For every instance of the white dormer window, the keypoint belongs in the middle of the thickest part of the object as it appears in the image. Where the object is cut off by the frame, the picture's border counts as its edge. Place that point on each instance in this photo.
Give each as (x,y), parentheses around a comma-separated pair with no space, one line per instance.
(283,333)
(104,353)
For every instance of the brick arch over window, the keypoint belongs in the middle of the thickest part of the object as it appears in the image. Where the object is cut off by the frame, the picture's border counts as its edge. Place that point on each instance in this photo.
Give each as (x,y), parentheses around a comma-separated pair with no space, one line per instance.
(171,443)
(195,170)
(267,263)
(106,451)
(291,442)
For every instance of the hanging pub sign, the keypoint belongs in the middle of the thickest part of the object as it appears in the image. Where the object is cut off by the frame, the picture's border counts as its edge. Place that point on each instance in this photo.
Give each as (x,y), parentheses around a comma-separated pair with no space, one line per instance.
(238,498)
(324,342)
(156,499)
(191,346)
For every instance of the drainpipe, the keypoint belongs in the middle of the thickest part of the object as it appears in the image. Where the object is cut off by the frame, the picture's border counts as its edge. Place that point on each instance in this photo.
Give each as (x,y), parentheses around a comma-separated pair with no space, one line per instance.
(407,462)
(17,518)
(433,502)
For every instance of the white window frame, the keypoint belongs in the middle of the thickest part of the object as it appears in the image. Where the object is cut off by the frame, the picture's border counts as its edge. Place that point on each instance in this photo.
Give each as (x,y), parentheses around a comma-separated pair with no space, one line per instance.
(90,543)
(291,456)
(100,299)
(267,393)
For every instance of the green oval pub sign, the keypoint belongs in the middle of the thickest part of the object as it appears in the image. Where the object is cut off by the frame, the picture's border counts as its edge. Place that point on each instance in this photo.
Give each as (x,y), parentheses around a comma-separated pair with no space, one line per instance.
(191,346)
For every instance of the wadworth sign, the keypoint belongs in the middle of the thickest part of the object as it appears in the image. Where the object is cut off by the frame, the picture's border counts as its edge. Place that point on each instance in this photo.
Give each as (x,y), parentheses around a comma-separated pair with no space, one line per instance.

^^^^^^^^^^^^^^^^

## The problem
Look over the records above and say how many lines hold the word "sign", giving the number alone.

## Task response
3